Of course, times have (sadly) changed. Just this past weekend on the most recent episode of the Catholic Weekend show, our guest described how surprised he was to meet a nun for the first time, as a convert from Evangelical Protestantism, and to learn that there were still religious orders around outside of what he had seen in films like “The Sound of Music”. The invisibility of the orders has led to the classic conundrum of: out of sight, out of mind.
There are many reasons why this happened, too many to cover in a single blog post. There was confusion and poor leadership after the Second Vatican Council, as well as a whole host of societal ills which came to be defined as “rights”, that led to a great deal of conflict both within and without the Church. Yet however unpopular it may be for me to say so, one cannot see it as purely coincidental that many of the orders which suffered the most precipitous declines during these years were the ones who decided to abandon the wearing of the religious habit.

__OBJECTIVE 1__
In the records, echo back everything from the line containing "Ground yellow running" down to the line containing "97, 253, 131, 275", leaving nothing out at either end.

__SUPPLIED MATERIAL__
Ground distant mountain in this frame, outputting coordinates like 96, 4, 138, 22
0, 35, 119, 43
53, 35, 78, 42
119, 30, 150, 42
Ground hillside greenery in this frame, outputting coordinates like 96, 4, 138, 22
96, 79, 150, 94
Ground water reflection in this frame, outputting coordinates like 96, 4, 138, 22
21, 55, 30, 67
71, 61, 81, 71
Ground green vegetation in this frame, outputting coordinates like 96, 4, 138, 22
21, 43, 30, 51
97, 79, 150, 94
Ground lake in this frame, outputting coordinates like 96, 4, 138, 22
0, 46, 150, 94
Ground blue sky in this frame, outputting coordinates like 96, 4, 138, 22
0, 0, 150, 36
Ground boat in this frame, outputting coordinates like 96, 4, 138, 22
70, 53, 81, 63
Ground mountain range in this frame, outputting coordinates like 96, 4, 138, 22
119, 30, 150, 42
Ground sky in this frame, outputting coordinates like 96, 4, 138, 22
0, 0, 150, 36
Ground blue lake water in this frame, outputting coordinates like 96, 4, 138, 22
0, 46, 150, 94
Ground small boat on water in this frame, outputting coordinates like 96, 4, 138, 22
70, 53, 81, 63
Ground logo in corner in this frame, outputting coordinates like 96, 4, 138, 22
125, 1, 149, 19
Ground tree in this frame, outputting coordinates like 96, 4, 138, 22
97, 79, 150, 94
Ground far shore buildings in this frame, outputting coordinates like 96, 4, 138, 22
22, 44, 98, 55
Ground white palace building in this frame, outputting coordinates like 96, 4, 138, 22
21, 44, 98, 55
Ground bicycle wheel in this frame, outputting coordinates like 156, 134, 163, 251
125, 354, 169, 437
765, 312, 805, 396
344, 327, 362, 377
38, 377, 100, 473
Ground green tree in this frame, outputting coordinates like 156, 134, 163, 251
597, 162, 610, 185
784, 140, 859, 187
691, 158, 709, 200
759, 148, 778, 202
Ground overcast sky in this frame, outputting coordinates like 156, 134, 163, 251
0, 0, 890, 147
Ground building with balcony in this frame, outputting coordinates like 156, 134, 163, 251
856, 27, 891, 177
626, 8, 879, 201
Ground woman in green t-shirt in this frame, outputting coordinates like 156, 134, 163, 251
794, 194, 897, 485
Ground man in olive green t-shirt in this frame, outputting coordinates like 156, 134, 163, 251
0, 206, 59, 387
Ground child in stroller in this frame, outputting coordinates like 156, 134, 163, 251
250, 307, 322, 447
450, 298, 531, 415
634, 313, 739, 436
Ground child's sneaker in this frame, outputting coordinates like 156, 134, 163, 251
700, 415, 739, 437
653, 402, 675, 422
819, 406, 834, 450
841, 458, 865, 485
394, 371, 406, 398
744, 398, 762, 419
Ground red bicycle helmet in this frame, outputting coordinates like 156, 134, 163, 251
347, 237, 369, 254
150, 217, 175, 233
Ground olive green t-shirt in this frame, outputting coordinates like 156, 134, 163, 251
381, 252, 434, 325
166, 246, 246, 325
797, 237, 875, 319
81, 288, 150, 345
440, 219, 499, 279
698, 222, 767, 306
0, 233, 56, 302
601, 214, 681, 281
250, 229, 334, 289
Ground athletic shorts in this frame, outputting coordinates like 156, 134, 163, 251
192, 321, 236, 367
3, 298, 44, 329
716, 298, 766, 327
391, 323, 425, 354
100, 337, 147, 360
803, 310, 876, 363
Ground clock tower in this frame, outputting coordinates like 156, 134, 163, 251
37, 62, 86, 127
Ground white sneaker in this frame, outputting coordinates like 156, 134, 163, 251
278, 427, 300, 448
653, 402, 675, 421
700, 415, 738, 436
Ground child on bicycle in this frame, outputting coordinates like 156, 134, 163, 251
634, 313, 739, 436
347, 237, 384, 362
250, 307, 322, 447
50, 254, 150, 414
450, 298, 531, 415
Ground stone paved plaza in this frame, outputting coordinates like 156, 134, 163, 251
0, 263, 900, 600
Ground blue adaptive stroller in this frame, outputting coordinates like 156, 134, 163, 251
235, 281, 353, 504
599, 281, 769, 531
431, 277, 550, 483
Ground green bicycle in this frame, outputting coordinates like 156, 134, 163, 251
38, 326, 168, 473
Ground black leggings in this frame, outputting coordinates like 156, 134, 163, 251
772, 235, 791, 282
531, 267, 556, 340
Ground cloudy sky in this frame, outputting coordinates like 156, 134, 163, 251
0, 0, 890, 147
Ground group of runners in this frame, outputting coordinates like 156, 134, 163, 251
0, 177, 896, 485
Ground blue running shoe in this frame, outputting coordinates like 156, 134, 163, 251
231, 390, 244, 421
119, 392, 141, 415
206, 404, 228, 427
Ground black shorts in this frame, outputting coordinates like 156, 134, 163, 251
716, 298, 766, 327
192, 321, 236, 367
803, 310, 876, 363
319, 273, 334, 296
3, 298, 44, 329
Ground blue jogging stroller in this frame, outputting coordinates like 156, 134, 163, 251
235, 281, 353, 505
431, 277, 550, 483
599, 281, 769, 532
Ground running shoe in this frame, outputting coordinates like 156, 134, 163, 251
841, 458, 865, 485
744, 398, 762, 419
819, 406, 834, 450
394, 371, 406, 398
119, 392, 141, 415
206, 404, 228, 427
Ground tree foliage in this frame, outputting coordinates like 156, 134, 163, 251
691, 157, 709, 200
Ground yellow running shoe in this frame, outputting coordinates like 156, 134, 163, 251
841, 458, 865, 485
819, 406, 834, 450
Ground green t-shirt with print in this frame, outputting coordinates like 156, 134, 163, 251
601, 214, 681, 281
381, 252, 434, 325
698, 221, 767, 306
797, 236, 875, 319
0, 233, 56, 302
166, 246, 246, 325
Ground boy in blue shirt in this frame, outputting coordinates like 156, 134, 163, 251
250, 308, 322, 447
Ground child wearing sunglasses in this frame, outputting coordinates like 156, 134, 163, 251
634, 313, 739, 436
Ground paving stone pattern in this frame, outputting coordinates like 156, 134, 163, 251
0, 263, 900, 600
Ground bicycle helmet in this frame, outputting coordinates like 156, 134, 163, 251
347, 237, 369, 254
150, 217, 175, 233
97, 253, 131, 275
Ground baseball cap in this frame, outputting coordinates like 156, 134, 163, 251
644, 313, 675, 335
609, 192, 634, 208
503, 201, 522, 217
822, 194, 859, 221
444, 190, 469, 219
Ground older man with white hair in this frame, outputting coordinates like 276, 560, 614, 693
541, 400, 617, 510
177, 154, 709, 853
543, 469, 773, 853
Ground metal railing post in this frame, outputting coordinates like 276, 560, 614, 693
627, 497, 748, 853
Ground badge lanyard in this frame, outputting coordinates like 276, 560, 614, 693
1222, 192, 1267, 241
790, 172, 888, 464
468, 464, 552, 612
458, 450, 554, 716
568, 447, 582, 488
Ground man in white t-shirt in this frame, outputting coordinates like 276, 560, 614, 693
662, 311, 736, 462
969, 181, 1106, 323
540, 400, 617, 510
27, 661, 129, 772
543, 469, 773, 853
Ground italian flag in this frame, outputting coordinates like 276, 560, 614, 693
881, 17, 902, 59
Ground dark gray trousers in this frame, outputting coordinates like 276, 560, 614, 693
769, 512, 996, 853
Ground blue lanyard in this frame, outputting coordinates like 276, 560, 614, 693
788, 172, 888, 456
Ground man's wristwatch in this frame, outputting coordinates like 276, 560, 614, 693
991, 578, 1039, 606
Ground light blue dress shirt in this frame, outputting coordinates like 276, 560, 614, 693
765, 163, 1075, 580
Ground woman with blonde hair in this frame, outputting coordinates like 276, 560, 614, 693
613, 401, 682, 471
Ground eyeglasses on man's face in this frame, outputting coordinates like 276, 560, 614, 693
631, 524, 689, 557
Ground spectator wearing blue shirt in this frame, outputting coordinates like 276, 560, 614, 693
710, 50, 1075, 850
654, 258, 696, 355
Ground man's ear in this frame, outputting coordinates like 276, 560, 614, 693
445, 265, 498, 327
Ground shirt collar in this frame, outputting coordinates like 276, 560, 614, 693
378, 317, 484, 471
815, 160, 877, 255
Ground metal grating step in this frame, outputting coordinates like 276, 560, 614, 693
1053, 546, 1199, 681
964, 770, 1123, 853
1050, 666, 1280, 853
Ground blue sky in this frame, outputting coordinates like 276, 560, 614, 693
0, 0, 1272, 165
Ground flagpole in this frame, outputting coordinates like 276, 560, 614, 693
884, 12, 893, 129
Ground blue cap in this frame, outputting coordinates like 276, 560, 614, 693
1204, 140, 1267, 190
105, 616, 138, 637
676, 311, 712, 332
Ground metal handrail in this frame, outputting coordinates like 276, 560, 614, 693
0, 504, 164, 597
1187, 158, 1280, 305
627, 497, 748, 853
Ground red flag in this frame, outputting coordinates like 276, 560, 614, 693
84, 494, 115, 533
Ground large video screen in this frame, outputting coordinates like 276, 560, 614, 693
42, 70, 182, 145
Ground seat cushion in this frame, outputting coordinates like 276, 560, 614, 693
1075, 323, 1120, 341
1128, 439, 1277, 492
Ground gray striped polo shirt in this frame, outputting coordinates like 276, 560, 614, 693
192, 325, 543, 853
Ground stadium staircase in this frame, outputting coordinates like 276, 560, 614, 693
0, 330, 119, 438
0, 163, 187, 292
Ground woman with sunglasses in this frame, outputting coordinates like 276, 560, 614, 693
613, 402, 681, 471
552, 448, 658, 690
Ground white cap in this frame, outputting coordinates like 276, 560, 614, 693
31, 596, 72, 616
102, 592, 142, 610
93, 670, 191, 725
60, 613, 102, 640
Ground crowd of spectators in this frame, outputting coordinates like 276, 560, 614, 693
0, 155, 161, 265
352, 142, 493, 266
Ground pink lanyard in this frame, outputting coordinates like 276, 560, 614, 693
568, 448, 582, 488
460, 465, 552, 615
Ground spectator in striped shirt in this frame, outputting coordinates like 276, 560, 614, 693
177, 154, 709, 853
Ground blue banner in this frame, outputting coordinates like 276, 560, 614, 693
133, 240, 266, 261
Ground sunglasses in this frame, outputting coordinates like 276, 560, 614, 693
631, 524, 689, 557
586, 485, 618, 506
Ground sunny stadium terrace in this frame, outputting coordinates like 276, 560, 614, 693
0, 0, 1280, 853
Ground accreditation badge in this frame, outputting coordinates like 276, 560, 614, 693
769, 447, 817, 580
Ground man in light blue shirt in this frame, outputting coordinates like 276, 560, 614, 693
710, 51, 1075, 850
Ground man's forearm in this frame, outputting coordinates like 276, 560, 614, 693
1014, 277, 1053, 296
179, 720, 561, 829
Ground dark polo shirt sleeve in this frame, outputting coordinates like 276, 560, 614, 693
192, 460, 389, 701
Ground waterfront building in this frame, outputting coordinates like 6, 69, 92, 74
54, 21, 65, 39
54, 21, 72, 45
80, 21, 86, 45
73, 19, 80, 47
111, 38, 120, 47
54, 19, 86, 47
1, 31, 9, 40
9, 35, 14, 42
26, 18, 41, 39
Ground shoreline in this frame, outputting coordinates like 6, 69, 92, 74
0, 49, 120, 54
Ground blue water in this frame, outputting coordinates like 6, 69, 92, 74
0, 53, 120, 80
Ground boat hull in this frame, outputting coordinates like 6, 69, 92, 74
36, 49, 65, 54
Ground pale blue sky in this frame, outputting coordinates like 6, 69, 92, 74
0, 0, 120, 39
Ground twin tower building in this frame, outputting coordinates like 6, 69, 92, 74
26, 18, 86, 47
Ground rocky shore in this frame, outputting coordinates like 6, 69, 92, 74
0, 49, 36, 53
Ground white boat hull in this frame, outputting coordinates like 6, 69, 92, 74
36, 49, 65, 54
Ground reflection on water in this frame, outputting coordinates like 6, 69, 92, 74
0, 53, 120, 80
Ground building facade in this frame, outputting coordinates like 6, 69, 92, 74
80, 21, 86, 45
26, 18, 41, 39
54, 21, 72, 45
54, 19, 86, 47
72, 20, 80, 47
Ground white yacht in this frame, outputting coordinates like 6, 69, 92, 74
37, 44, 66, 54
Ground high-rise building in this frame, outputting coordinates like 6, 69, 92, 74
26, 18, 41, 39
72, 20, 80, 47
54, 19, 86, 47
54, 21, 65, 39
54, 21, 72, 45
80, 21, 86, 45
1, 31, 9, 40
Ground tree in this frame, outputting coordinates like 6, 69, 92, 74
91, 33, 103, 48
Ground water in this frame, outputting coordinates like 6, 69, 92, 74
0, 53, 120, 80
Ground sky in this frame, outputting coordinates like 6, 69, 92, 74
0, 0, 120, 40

__OBJECTIVE 2__
Duplicate the passage on religious orders verbatim, everything from "Of course, times" down to "out of mind.".

__FULL SOLUTION 1__
Ground yellow running shoe in this frame, outputting coordinates like 156, 134, 163, 251
841, 458, 865, 485
819, 406, 834, 450
Ground green t-shirt with print in this frame, outputting coordinates like 156, 134, 163, 251
601, 214, 681, 281
381, 252, 434, 325
698, 221, 767, 306
797, 236, 875, 319
0, 233, 56, 302
166, 246, 246, 325
Ground boy in blue shirt in this frame, outputting coordinates like 156, 134, 163, 251
250, 308, 322, 447
Ground child wearing sunglasses in this frame, outputting coordinates like 156, 134, 163, 251
634, 313, 739, 436
Ground paving stone pattern in this frame, outputting coordinates like 156, 134, 163, 251
0, 263, 900, 600
Ground bicycle helmet in this frame, outputting coordinates like 156, 134, 163, 251
347, 237, 369, 254
150, 217, 175, 233
97, 253, 131, 275

__FULL SOLUTION 2__
Of course, times have (sadly) changed. Just this past weekend on the most recent episode of the Catholic Weekend show, our guest described how surprised he was to meet a nun for the first time, as a convert from Evangelical Protestantism, and to learn that there were still religious orders around outside of what he had seen in films like “The Sound of Music”. The invisibility of the orders has led to the classic conundrum of: out of sight, out of mind.